REQUIRED TASK: Extract every line of the data that contains the string "hair". Matching is case-sensitive.

*****

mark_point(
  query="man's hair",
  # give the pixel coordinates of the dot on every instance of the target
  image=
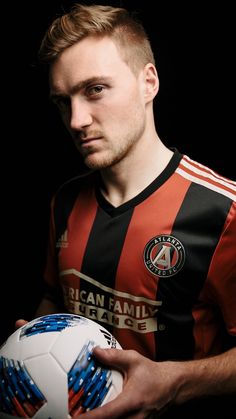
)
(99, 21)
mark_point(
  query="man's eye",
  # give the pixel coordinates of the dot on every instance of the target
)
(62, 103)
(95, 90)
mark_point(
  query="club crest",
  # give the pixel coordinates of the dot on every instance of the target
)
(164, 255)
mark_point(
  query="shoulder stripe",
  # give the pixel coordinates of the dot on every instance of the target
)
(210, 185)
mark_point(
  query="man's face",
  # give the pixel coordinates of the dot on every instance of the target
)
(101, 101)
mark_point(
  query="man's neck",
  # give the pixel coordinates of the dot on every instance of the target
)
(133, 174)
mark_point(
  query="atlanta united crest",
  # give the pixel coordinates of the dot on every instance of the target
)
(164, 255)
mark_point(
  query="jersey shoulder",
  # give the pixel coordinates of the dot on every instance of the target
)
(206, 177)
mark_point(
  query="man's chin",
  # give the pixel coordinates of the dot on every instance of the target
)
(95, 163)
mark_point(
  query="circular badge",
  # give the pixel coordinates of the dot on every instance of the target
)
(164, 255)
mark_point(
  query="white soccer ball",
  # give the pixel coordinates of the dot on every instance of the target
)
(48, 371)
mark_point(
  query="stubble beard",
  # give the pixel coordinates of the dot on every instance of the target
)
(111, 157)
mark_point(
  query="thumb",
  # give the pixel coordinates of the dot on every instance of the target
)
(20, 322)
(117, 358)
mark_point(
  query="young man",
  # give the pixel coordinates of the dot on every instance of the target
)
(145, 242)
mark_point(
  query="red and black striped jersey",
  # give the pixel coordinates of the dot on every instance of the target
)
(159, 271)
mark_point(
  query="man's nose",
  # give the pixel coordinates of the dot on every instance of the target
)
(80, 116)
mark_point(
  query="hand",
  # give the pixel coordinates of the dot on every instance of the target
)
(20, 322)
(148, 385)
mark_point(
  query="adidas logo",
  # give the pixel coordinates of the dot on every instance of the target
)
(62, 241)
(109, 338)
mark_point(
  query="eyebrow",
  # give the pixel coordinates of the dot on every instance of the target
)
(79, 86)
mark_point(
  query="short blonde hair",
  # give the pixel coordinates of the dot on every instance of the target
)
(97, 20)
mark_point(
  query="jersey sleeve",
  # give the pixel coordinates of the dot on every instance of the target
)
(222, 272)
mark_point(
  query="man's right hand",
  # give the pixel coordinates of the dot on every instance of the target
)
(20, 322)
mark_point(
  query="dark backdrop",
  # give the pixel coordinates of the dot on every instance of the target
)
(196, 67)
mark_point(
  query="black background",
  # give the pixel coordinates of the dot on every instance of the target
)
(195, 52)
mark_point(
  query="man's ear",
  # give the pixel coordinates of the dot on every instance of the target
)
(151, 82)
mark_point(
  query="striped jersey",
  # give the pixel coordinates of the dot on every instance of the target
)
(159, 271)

*****

WORKED ANSWER:
  query="man's hair",
  query="short blonde hair",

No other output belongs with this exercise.